[Referring expression pointing data]
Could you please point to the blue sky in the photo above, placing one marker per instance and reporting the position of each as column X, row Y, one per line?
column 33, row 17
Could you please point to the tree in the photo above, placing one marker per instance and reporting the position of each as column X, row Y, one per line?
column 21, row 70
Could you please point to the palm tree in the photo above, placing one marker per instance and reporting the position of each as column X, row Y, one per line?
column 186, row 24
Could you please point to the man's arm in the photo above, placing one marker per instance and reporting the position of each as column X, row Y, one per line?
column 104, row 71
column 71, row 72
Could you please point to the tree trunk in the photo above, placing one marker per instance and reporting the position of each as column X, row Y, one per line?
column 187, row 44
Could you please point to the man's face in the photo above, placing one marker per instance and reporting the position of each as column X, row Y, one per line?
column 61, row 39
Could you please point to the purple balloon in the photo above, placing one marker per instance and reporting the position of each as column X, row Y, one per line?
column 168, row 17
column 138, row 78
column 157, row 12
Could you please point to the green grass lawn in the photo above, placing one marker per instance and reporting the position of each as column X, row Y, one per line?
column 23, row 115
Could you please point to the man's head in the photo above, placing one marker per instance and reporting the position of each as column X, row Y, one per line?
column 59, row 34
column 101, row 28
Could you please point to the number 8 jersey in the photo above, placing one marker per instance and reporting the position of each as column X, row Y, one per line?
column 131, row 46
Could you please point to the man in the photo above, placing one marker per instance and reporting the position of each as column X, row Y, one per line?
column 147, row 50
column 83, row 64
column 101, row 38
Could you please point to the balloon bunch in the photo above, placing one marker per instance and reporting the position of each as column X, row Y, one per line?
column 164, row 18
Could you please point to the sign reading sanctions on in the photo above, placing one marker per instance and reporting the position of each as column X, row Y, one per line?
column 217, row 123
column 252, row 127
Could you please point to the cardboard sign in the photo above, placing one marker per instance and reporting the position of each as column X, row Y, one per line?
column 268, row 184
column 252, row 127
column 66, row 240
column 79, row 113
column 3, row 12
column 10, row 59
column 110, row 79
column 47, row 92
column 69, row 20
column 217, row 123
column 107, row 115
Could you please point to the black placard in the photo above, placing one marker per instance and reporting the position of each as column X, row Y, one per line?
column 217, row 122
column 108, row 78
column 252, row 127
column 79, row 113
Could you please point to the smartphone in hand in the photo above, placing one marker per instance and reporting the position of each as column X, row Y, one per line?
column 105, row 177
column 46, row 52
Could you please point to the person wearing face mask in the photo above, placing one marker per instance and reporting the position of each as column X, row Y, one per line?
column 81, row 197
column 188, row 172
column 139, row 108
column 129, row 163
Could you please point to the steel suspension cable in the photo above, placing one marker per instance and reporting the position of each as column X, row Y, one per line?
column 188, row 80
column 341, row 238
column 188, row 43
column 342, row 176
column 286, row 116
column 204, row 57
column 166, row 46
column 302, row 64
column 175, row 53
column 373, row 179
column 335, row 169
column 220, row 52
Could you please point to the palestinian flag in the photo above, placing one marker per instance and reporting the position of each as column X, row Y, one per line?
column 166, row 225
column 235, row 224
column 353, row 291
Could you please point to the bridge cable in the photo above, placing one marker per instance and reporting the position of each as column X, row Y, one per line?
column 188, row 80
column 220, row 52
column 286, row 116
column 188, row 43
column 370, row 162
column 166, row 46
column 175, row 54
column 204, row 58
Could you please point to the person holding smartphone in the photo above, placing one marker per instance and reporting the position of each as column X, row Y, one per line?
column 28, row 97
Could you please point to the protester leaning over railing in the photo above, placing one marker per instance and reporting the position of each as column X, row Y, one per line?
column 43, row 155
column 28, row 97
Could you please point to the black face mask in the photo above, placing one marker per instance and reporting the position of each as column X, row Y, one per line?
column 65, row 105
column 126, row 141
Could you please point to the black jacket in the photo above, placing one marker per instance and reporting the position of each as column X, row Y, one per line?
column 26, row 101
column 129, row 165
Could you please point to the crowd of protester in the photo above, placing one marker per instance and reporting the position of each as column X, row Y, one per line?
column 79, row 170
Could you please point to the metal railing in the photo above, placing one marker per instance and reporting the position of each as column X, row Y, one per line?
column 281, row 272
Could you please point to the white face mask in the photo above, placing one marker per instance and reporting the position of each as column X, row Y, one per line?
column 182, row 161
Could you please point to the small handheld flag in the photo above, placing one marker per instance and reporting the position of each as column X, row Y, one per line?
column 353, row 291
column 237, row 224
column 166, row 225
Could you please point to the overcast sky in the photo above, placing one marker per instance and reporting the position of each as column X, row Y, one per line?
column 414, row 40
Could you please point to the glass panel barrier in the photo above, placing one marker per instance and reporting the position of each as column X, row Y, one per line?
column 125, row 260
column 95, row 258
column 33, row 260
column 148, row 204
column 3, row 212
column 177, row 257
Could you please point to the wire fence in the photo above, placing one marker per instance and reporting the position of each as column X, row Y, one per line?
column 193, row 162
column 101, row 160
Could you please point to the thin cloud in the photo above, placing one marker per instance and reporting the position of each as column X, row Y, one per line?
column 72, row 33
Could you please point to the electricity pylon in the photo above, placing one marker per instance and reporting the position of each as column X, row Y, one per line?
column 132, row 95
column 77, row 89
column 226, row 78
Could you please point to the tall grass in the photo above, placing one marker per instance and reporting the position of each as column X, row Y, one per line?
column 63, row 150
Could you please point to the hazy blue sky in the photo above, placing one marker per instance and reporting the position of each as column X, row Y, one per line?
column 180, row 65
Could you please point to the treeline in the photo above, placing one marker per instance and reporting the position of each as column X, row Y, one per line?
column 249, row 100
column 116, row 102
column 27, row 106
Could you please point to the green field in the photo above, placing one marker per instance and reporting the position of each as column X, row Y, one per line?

TASK TO COMPLETE: Complete, exact output of the records is expected.

ANSWER TO THE EXERCISE:
Could you please point to the blue sky in the photo above, placing one marker per instance and reporting the position of each as column X, row Y, one per line?
column 33, row 17
Could you please point to the tree in the photo above, placing one marker per instance and reporting the position of each as column X, row Y, one per line?
column 21, row 70
Could you please point to the palm tree in the photo above, placing one marker per instance and reporting the position of each as column X, row Y, one per line?
column 186, row 24
Could you please point to the man's arm in the photo above, placing one marker per instance and reporting the position of each as column X, row Y, one per line?
column 104, row 71
column 71, row 72
Could you please point to the tree trunk in the photo above, placing one marker per instance and reporting the position of each as column X, row Y, one per line?
column 187, row 44
Could you please point to the man's face in the photo above, placing one marker per instance and reporting the position of each as column X, row Y, one per line?
column 61, row 39
Could you please point to the purple balloon in the photo above, placing one marker per instance and reporting the position of each as column X, row Y, one per line?
column 168, row 17
column 138, row 78
column 157, row 12
Could you please point to the green grass lawn in the photo above, placing one marker per instance and reporting the position of each as column X, row Y, one per line?
column 23, row 115
Could you please point to the man's head in the photo above, placing one marker per instance and reporting the position of each as column X, row Y, one per line?
column 59, row 34
column 101, row 28
Could you please point to the number 8 jersey in the photo above, placing one marker per instance and reporting the position of each as column X, row Y, one per line?
column 131, row 46
Could you please point to the man in the photo above, placing one marker per instance and reporting the position of each as column X, row Y, one per line?
column 147, row 50
column 83, row 64
column 101, row 38
Could you please point to the balloon bunch in the photo above, placing one marker per instance and reporting the position of each as column X, row Y, one per line?
column 164, row 18
Could you please point to the sign reading sanctions on in the photo above, placing one marker per instance and reporting the position of each as column X, row Y, one per line?
column 217, row 123
column 252, row 127
Could you please point to the cardboard sign in the photo above, placing one marker per instance and reporting the position of each as column X, row Y, one per line?
column 268, row 184
column 252, row 127
column 66, row 240
column 79, row 113
column 3, row 12
column 10, row 59
column 110, row 79
column 47, row 92
column 69, row 20
column 217, row 123
column 107, row 115
Could you please point to the black placard in the photo above, placing one marker per instance and reporting the position of each as column X, row Y, one per line?
column 217, row 122
column 108, row 78
column 252, row 127
column 79, row 113
Could you please point to the smartphone in hand in the photo above, placing one marker per instance and reporting the position of each as column X, row Y, one per line?
column 105, row 177
column 46, row 52
Could you please point to the person wearing face mask in the photo above, placing one marker per instance and reporting the position of each as column X, row Y, one per line?
column 81, row 197
column 188, row 172
column 139, row 108
column 129, row 163
Could you please point to the steel suspension cable in the photo above, placing one marker per instance and reporting the position of each as column X, row Y, one per line?
column 188, row 80
column 341, row 238
column 188, row 43
column 342, row 176
column 286, row 116
column 204, row 57
column 166, row 46
column 302, row 64
column 175, row 53
column 373, row 179
column 335, row 169
column 220, row 52
Could you please point to the palestinian flag in the photo above, placing one marker per instance and reporting the position of each as column X, row Y, one per line?
column 166, row 225
column 235, row 224
column 353, row 291
Could you please point to the bridge cable in the photo above, placing one marker per instance and reporting the position of each as column X, row Y, one per line?
column 188, row 80
column 220, row 52
column 286, row 116
column 188, row 43
column 370, row 162
column 166, row 46
column 175, row 54
column 204, row 58
Could you please point to the person holding smartphone in the photo above, placing one marker per instance and reporting the position of each as column X, row Y, one per line?
column 28, row 97
Could you please point to the protester leaning over railing in the photo above, placing one marker per instance and reporting the position of each as column X, row Y, one per line?
column 43, row 155
column 28, row 97
Could you please point to the black face mask in the photo above, placing one marker per instance and reporting the position of each as column X, row Y, one per line?
column 65, row 105
column 126, row 141
Could you please point to the black jacket in the photo above, placing one marker per instance and reporting the position of each as column X, row Y, one per line?
column 26, row 101
column 129, row 165
Could you please point to the crowd of protester in the photo above, placing one marker per instance and reporting the position of each as column X, row Y, one per line?
column 79, row 170
Could you please point to the metal railing in the photo above, placing one marker per instance and reporting the position of each as column X, row Y, one per line?
column 281, row 272
Could you please point to the white face mask in the photo above, placing one marker per instance and reporting the position of each as column X, row Y, one per line?
column 182, row 161
Could you please point to the small handheld flag in the photo above, placing one marker per instance and reporting the position of each as column X, row Y, one per line?
column 353, row 291
column 237, row 224
column 166, row 225
Could you please point to the overcast sky in the photo above, placing one marker per instance and reporting the position of each as column X, row Y, one per line?
column 414, row 40
Could you please point to the glass panel barrier in the photo above, placing one marker per instance and reporting the position of each as column X, row Y, one per line?
column 125, row 260
column 95, row 258
column 33, row 260
column 148, row 204
column 3, row 212
column 177, row 257
Could you please point to the wire fence in the photo above, placing one marker per instance and reporting the position of each as column X, row Y, one per line?
column 193, row 162
column 101, row 160
Could you please point to the thin cloud in the photo above, placing one marker per instance and reporting the position of each as column X, row Y, one per line?
column 72, row 33
Could you please point to the electricity pylon in the photo above, placing one marker per instance and reporting the position of each as column X, row Y, one per line?
column 132, row 95
column 77, row 89
column 226, row 78
Could you please point to the tall grass in the photo above, placing one marker per instance and reporting the position of each as column X, row Y, one per line?
column 63, row 150
Could you please point to the hazy blue sky in the photo above, placing one marker per instance and reporting the position of each as column X, row Y, one per line?
column 180, row 65
Could you please point to the treeline in the photo above, placing one marker per instance and reporting the position of each as column X, row Y, one per line?
column 249, row 100
column 116, row 102
column 27, row 106
Could you please point to the green field in the photo above, placing one marker per instance and reporting the position of each as column X, row Y, one per line?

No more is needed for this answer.